AIM OF THE EXERCISE:
Report every line below that has the string "trunk" in it.

DATASET:
········

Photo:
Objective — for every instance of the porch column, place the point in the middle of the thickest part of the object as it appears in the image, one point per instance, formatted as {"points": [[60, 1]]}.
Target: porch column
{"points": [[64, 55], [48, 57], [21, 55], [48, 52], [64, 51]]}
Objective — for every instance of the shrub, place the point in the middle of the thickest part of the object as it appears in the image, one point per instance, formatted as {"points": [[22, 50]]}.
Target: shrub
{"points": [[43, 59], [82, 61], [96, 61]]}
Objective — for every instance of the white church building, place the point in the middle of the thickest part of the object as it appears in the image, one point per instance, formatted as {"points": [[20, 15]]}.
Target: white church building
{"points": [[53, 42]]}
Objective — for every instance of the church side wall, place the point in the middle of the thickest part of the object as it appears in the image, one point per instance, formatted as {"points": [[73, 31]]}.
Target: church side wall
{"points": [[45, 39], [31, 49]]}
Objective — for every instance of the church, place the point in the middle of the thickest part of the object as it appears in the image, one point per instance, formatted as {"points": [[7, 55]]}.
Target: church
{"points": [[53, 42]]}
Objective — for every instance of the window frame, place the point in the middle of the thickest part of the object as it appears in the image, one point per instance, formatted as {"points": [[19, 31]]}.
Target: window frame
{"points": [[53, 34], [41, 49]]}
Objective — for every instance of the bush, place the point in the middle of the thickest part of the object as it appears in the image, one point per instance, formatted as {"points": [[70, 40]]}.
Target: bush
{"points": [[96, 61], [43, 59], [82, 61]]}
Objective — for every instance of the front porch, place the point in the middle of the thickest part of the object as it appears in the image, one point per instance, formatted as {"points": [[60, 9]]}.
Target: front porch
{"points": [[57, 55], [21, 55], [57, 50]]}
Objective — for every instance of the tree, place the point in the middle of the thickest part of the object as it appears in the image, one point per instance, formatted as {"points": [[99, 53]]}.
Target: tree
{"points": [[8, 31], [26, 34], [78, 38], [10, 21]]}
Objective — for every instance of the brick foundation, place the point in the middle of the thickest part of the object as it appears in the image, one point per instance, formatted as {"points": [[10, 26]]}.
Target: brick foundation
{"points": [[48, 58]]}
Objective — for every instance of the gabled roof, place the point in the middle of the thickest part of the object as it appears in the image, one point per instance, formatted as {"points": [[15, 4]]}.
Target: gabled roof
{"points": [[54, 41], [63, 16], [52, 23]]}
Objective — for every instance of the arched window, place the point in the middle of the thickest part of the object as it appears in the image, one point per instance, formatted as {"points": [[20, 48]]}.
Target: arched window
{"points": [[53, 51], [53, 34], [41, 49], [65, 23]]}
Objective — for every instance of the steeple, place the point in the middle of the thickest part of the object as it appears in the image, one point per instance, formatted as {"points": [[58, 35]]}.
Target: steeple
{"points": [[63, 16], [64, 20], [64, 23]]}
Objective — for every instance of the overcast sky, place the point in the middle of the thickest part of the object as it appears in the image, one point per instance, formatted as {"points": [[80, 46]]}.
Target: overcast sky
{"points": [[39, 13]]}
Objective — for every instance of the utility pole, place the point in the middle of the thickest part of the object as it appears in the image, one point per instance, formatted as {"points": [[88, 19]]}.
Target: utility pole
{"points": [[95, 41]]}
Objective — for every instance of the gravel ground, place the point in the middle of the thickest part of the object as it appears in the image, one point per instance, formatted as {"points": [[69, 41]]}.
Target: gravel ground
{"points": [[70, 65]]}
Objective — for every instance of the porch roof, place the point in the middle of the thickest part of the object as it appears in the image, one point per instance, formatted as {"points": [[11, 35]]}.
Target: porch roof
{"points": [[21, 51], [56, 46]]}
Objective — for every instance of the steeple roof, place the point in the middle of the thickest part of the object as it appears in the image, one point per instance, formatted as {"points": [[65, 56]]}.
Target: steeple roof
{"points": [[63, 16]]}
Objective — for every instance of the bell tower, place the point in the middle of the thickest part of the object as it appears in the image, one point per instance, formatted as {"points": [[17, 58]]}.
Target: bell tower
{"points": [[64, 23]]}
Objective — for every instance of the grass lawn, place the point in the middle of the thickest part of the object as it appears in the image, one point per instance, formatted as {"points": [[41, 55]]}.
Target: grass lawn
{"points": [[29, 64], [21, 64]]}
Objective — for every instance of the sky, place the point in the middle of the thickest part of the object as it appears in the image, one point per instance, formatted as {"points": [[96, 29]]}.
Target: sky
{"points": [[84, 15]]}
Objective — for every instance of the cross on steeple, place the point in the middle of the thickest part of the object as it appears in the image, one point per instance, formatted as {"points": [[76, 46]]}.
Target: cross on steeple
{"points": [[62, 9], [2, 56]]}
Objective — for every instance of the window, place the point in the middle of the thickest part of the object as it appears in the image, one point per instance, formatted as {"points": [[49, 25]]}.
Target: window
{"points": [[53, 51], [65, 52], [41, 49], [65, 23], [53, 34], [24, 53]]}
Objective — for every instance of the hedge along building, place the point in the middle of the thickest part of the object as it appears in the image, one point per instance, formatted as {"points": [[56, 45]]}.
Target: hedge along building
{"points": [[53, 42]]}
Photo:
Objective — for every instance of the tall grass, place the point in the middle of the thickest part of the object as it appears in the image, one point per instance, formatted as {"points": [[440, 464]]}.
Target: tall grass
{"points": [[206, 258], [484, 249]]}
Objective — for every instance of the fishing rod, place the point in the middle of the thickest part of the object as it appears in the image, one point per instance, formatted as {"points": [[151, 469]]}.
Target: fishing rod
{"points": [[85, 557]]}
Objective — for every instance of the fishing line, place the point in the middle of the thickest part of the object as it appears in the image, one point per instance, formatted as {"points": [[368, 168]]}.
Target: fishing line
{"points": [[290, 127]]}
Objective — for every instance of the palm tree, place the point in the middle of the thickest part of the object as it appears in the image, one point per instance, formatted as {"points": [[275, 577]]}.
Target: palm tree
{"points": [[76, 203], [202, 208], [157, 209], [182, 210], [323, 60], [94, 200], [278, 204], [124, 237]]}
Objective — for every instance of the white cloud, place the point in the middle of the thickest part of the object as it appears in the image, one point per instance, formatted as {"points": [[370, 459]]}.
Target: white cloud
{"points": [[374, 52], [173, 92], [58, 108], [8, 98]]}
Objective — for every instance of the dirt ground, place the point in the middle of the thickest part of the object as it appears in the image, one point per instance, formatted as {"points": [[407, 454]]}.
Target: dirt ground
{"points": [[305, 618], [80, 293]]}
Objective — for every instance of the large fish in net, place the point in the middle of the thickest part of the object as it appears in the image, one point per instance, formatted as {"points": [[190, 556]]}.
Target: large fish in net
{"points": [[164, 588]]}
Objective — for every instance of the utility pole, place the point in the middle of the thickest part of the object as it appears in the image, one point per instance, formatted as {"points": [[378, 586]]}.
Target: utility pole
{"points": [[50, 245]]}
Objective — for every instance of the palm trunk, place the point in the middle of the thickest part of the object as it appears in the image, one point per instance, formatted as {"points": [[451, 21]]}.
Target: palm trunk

········

ANSWER:
Objective — for every instance of the palm trunk, place the point in the middle of the thickest part of the object as it appears in the image, one point per instance, formatted as {"points": [[451, 21]]}.
Target: palm trunk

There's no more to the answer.